# Given problem a:
Please arrange the entries below as a numbered list, starting at the line that contains "If you would be so kind as to spot the woman" and running through the last line of the entries, leaving out any blank lines.

BEGIN Document segment

The problem of complex data analysis is a central topic of modern statistical
science and learning systems and is becoming of broader interest with the
increasing prevalence of high-dimensional data. The challenge is to develop
statistical models and autonomous algorithms that are able to acquire knowledge
from raw data for exploratory analysis, which can be achieved through
clustering techniques or to make predictions of future data via classification
(i.e., discriminant analysis) techniques. Latent data models, including mixture
model-based approaches are one of the most popular and successful approaches in
both the unsupervised context (i.e., clustering) and the supervised one (i.e,
classification or discrimination). Although traditionally tools of multivariate
analysis, they are growing in popularity when considered in the framework of
functional data analysis (FDA). FDA is the data analysis paradigm in which the
individual data units are functions (e.g., curves, surfaces), rather than
simple vectors. In many areas of application, the analyzed data are indeed
often available in the form of discretized values of functions or curves (e.g.,
time series, waveforms) and surfaces (e.g., 2d-images, spatio-temporal data).
This functional aspect of the data adds additional difficulties compared to the
case of a classical multivariate (non-functional) data analysis. We review and
present approaches for model-based clustering and classification of functional
data. We derive well-established statistical models along with efficient
algorithmic tools to address problems regarding the clustering and the
classification of these high-dimensional data, including their heterogeneity,
missing information, and dynamical hidden structure. The presented models and
algorithms are illustrated on real-world functional data analysis problems from
several application area

END Document segment
BEGIN Entries shown

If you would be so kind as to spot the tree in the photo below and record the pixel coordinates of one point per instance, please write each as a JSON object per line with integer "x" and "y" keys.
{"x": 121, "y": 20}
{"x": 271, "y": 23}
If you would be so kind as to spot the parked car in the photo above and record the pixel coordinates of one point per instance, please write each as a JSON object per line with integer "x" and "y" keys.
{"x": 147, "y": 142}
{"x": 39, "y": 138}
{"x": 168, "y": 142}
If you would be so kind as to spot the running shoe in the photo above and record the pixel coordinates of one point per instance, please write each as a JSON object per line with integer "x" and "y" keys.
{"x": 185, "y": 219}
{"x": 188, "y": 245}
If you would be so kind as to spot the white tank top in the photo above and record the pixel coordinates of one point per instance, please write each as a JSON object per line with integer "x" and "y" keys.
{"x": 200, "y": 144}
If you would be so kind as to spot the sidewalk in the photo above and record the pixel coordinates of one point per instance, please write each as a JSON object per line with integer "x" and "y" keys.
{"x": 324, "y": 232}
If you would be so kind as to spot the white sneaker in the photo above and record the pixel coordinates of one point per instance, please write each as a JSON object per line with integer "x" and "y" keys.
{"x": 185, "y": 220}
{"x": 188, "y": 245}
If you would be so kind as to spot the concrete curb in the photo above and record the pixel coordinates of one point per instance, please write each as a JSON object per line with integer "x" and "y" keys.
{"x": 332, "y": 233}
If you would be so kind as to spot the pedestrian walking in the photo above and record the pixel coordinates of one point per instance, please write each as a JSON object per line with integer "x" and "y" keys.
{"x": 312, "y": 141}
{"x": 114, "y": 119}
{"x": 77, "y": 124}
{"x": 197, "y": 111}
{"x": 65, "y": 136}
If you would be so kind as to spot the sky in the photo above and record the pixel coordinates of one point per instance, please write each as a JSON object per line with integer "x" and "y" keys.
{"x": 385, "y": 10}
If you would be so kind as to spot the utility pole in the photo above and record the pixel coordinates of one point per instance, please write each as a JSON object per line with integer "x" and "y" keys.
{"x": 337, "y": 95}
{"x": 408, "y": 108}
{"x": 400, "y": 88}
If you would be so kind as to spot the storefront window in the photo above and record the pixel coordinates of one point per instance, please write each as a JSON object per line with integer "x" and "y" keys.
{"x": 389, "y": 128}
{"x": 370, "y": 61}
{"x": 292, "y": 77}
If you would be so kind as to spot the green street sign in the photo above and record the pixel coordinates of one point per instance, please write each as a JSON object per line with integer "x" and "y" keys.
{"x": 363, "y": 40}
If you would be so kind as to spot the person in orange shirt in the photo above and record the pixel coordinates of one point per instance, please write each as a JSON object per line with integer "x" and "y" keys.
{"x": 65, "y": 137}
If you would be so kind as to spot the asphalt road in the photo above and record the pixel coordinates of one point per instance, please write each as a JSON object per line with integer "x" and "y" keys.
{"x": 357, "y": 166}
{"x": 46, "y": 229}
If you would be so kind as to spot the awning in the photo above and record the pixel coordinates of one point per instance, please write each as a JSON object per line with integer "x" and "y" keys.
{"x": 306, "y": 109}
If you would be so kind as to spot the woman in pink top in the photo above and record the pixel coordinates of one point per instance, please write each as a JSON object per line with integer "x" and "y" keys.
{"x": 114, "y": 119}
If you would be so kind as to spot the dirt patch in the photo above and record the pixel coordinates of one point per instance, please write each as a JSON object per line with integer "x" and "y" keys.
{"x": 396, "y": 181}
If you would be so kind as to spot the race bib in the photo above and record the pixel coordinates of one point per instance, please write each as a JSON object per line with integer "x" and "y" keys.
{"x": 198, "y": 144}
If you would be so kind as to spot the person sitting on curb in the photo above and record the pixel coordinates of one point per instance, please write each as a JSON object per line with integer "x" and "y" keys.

END Entries shown

# Given problem b:
Reproduce the functional data analysis abstract above, word for word.

# Full response a:
1. If you would be so kind as to spot the woman in pink top in the photo above and record the pixel coordinates of one point per instance, please write each as a JSON object per line with integer "x" and "y" keys.
2. {"x": 114, "y": 119}
3. If you would be so kind as to spot the dirt patch in the photo above and record the pixel coordinates of one point per instance, please write each as a JSON object per line with integer "x" and "y" keys.
4. {"x": 396, "y": 181}
5. If you would be so kind as to spot the race bib in the photo above and record the pixel coordinates of one point per instance, please write each as a JSON object per line with integer "x" and "y" keys.
6. {"x": 198, "y": 144}
7. If you would be so kind as to spot the person sitting on curb in the photo above and record the pixel coordinates of one point per instance, please write each as a JSON object per line with integer "x" and "y" keys.

# Full response b:
The problem of complex data analysis is a central topic of modern statistical
science and learning systems and is becoming of broader interest with the
increasing prevalence of high-dimensional data. The challenge is to develop
statistical models and autonomous algorithms that are able to acquire knowledge
from raw data for exploratory analysis, which can be achieved through
clustering techniques or to make predictions of future data via classification
(i.e., discriminant analysis) techniques. Latent data models, including mixture
model-based approaches are one of the most popular and successful approaches in
both the unsupervised context (i.e., clustering) and the supervised one (i.e,
classification or discrimination). Although traditionally tools of multivariate
analysis, they are growing in popularity when considered in the framework of
functional data analysis (FDA). FDA is the data analysis paradigm in which the
individual data units are functions (e.g., curves, surfaces), rather than
simple vectors. In many areas of application, the analyzed data are indeed
often available in the form of discretized values of functions or curves (e.g.,
time series, waveforms) and surfaces (e.g., 2d-images, spatio-temporal data).
This functional aspect of the data adds additional difficulties compared to the
case of a classical multivariate (non-functional) data analysis. We review and
present approaches for model-based clustering and classification of functional
data. We derive well-established statistical models along with efficient
algorithmic tools to address problems regarding the clustering and the
classification of these high-dimensional data, including their heterogeneity,
missing information, and dynamical hidden structure. The presented models and
algorithms are illustrated on real-world functional data analysis problems from
several application area